Short problem ▸ Rewrite every item with each "grassy slope" swapped for "hillside" and nothing else changed. Leave out the pictures.
======== Listed entries
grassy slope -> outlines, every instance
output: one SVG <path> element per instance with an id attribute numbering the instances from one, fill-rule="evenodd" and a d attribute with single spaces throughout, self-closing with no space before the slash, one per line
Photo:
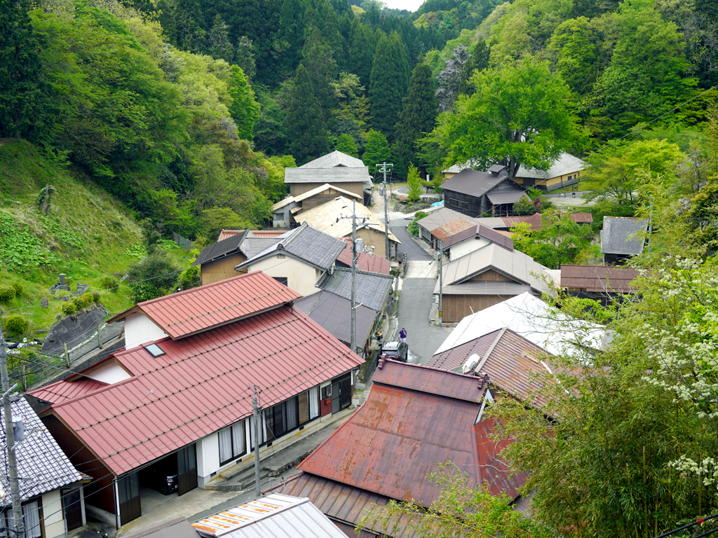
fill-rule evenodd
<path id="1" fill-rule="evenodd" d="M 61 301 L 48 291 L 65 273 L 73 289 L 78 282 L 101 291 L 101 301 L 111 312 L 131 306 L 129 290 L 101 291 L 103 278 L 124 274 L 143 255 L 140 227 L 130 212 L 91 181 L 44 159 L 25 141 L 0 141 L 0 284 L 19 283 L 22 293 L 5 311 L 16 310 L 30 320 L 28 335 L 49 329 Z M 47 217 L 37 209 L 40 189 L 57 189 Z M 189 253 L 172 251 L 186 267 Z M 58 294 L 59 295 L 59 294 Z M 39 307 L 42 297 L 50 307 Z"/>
================
Written answer ▸
hillside -> outlines, every instance
output: one SVG <path> element per instance with an id attribute numbering the instances from one, fill-rule="evenodd" and a d attribute with single spaces throughout, self-closing with no space before the slash, one per line
Photo:
fill-rule evenodd
<path id="1" fill-rule="evenodd" d="M 61 301 L 48 291 L 65 273 L 73 289 L 78 282 L 101 291 L 101 301 L 111 312 L 131 306 L 129 290 L 101 291 L 103 278 L 124 274 L 143 255 L 140 227 L 130 212 L 91 181 L 44 159 L 25 141 L 0 141 L 0 284 L 19 283 L 22 293 L 5 311 L 16 310 L 30 320 L 28 335 L 49 329 Z M 47 217 L 37 209 L 40 189 L 57 189 Z M 189 253 L 172 251 L 186 267 Z M 58 294 L 59 295 L 59 294 Z M 39 307 L 42 297 L 50 307 Z"/>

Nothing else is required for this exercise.